TRY IT:
You are asked to filter the data below and copy every line holding "wall".

DATASET EXCERPTS:

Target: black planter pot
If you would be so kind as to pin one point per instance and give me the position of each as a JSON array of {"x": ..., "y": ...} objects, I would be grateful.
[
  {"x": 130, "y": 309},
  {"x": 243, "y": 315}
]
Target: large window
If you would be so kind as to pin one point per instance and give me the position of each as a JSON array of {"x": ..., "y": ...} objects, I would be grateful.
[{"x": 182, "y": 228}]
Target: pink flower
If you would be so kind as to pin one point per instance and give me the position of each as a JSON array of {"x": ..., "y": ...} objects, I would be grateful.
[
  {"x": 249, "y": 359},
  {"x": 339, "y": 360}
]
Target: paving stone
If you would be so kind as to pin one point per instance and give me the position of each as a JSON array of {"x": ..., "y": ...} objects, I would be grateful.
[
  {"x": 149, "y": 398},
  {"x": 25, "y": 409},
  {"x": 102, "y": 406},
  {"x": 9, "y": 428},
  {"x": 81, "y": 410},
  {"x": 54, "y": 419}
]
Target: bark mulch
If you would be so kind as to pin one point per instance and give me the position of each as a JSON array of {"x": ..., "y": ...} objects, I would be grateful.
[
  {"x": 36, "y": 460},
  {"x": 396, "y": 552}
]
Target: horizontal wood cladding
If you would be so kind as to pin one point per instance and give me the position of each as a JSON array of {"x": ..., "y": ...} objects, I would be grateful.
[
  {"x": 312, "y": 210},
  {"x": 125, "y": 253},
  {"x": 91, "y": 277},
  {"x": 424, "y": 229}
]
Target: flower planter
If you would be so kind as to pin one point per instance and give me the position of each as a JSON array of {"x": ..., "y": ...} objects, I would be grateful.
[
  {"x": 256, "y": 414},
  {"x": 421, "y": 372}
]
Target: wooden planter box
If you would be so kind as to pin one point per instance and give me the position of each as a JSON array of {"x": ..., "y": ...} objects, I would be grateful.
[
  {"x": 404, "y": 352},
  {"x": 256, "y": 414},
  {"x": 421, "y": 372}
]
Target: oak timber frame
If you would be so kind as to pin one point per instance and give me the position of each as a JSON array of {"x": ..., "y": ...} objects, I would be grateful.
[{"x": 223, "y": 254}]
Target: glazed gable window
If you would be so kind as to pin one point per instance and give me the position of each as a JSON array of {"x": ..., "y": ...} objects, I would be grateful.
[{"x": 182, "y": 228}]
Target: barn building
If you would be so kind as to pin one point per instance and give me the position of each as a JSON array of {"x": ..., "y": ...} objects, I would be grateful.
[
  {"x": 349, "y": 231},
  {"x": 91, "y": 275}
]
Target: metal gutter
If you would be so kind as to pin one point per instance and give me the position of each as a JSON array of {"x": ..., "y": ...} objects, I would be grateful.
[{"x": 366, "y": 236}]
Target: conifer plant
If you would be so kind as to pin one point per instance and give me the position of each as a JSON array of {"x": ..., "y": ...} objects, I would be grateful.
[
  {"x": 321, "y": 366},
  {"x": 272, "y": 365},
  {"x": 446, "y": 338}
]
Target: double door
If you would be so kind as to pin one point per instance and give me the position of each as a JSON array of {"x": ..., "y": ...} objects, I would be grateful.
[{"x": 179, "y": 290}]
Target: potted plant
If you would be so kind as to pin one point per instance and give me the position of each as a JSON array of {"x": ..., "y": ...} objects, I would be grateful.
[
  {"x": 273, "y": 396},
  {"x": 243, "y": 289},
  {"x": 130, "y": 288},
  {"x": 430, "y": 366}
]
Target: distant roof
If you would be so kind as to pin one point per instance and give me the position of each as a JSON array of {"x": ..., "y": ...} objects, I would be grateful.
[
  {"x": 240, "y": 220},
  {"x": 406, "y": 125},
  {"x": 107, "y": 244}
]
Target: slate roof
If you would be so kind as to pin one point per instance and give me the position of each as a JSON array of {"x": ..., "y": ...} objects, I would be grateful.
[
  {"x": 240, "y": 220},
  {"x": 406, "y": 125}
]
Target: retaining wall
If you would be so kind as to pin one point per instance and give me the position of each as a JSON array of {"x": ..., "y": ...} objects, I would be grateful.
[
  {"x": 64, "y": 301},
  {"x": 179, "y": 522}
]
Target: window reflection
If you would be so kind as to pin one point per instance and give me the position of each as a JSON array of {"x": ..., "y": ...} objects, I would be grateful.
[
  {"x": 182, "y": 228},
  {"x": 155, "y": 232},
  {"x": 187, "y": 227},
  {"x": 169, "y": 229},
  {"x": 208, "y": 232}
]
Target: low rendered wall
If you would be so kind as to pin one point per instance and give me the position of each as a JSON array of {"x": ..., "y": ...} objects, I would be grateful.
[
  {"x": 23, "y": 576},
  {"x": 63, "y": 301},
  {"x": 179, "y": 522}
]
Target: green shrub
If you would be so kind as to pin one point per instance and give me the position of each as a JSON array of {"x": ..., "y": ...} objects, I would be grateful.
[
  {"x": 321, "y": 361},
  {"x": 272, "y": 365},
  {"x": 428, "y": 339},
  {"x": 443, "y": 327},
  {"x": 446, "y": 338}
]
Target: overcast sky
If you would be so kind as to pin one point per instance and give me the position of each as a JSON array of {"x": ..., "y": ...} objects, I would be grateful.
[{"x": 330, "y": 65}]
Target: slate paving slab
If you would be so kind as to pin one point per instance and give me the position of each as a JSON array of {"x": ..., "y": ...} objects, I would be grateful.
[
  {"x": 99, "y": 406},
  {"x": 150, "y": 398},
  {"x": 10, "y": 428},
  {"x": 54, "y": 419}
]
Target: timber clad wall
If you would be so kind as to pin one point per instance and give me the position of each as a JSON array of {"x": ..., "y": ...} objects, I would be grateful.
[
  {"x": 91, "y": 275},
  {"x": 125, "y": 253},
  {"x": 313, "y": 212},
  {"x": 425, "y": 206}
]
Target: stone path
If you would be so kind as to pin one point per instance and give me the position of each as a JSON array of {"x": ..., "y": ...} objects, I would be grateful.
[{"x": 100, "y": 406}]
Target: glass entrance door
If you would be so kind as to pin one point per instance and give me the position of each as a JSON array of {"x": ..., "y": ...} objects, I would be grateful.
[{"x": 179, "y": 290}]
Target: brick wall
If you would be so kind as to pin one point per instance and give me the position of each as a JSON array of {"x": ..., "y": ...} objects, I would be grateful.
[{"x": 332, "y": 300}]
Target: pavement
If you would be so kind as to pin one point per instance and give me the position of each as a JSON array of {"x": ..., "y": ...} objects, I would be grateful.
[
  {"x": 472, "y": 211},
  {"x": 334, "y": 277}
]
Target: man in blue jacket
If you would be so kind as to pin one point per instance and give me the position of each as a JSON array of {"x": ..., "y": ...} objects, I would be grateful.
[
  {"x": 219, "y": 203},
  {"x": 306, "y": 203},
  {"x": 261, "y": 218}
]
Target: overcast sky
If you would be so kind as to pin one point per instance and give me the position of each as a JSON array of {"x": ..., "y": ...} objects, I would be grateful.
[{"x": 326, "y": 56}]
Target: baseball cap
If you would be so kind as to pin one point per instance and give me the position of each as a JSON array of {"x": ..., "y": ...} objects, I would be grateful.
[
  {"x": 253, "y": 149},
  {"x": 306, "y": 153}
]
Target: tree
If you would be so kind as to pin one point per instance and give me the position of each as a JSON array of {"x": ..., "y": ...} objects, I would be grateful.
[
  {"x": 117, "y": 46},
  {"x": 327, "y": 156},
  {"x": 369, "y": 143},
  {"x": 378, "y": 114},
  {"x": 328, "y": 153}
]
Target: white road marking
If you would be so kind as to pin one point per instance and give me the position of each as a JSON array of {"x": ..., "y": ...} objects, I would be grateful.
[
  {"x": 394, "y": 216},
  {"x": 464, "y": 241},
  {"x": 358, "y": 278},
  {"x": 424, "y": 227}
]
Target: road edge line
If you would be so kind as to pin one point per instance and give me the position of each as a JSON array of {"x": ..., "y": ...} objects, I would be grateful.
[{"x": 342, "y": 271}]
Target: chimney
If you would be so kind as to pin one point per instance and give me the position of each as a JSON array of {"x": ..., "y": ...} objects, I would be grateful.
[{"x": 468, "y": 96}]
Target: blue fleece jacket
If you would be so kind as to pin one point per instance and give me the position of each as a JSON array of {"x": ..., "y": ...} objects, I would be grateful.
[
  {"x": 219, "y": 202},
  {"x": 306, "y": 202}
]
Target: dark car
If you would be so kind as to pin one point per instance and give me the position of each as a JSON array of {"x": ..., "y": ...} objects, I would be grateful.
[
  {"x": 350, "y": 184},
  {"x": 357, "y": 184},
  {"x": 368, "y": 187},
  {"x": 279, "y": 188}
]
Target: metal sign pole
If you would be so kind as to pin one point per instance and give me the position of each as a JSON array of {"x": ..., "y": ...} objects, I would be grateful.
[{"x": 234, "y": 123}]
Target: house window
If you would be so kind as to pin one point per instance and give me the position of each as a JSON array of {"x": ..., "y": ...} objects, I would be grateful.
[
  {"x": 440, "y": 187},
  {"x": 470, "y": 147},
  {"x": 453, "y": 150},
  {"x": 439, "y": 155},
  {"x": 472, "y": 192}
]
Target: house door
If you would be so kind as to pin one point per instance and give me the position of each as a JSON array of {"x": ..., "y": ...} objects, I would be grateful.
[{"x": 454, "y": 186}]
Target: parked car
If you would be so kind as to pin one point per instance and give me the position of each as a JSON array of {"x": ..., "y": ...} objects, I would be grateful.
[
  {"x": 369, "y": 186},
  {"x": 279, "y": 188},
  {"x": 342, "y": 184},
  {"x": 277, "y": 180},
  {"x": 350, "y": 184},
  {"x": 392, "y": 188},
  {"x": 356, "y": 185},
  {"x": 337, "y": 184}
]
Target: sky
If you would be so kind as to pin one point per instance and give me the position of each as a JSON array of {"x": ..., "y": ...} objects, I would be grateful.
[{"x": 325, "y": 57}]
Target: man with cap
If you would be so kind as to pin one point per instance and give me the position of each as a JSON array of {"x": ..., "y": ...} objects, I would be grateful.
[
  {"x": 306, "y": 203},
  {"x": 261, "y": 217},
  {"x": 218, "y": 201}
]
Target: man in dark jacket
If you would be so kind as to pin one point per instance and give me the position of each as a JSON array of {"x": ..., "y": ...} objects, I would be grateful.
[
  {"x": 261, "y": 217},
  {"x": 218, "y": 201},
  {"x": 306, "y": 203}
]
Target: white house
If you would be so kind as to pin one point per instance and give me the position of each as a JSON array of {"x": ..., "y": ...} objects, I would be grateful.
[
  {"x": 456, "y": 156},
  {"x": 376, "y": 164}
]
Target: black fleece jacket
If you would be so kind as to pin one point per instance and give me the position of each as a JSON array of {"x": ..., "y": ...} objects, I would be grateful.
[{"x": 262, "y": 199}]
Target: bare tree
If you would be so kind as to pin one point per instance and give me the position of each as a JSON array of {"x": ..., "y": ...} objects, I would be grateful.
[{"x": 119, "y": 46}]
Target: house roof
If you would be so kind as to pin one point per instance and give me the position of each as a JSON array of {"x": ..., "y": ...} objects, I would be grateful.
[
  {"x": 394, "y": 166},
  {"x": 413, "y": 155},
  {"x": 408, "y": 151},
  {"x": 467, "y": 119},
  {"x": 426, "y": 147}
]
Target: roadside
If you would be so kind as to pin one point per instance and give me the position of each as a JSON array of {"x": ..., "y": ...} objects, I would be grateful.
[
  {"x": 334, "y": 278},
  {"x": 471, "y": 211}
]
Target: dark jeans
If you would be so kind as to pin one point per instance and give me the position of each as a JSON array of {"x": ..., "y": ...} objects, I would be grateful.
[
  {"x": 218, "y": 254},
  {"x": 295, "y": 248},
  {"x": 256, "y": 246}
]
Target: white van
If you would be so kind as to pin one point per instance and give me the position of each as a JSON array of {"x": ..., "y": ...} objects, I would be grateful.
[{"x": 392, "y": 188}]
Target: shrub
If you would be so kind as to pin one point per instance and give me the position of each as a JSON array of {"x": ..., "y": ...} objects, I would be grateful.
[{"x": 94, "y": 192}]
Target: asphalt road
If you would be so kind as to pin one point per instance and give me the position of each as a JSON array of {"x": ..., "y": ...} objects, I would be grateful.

WORKED SOLUTION:
Target: retaining wall
Target: low rendered wall
Target: timber clad wall
Target: brick wall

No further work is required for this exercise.